**Что нужно сделать:**
1) Кого арестовали после тайного совещания 20 февраля, согласно фрагменту о продразверстке?
2) Перепишите из фрагмента о продразверстке дословно отрывок от слов «До ноября 1919» до слов «крестьянской потребительской нормы.» включительно.

**Фрагмент текста:**

------------------------------------------------------------------------

До ноября 1919 года область аккуратно выполняла разверстку без всякого вооруженного нажима, но в конце года, по мере сдачи излишков, ссыпка хлеба значительно упала. Тогда, чтобы развязать себе руки, продовольственники в соответствии с указаниями Центра решили упразднить существовавшие контрольно-учетные комиссии, которые, помимо прочего, следили за тем, чтобы у крестьян не реквизировали минимум продуктов для потребностей хозяйства и посева. Контроль за деятельностью продовольственников был снят, что немедленно привело к произволу. По распоряжению губпродкомиссара Каля и уполномоченного Наркомпрода Долженко началась конфискация семян и крестьянской потребительской нормы.
Посыпалась масса жалоб. Продовольственный вопрос не сходил с повестки Исполкома Советов. В конце концов Исполком принял решение: чьи бы то ни было приказы и распоряжения о ссыпке семян и продовольственной норме крестьян ни в коем случае не исполнять; подтвердить районным уполномоченным, что они не имеют права изменять определенную областным земельным комитетом посевную норму; предупредить облпродколлегию, что реквизиция скота должна проводиться на точном соблюдении инструкций Центра, виновные в нарушении будут привлечены к законной ответственности; в целях выяснения количества урожая прошлого года и из-за неправильных действий продовольственных организаций избрать контрольно-ревизионную комиссию, которой поручить приступить к работе немедленно и т. д.[418]
Вскоре Долженко и Каль получили сообщения, что по их следам разъезжает упомянутая комиссия и устанавливает, не было ли случаев конфискации нормы и семян и убоя свиней весом менее 4 пудов. Продработники заявляли, что в таких условиях они снимают с себя ответственность за продкампанию. Долженко телеграфировал Цюрупе о необходимости арестовать некоторых членов Исполкома. Однако, не дожидаясь решения Москвы, 20 февраля тайно собралось так называемое совещание «активных» работников-коммунистов, после которого были арестованы председатель облисполкома Рейхерт и три члена обкома — Эмих, Штромбергер и Кениг. Еще трое коммунистов подверглись заключению за попытки сообщить об арестах в столицу. Фактически получилось, что одна часть областного комитета партии, воспользовавшись аппаратом ЧК, арестовала другую[419]. Чисто немецкий путч.

------------------------------------------------------------------------

Записи из набора данных для разметки
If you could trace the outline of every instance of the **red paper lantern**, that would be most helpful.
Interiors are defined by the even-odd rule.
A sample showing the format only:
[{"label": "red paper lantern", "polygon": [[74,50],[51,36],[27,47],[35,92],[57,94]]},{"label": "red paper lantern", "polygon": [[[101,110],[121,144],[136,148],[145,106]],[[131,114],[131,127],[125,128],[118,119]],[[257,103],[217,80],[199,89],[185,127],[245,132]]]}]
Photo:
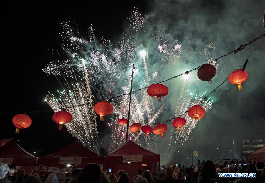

------------------------------------------------------------------------

**Ответы по порядку:**
1) Председателя облисполкома Рейхерта и трех членов обкома: Эмиха, Штромбергера и Кенига.

2)
До ноября 1919 года область аккуратно выполняла разверстку без всякого вооруженного нажима, но в конце года, по мере сдачи излишков, ссыпка хлеба значительно упала. Тогда, чтобы развязать себе руки, продовольственники в соответствии с указаниями Центра решили упразднить существовавшие контрольно-учетные комиссии, которые, помимо прочего, следили за тем, чтобы у крестьян не реквизировали минимум продуктов для потребностей хозяйства и посева. Контроль за деятельностью продовольственников был снят, что немедленно привело к произволу. По распоряжению губпродкомиссара Каля и уполномоченного Наркомпрода Долженко началась конфискация семян и крестьянской потребительской нормы.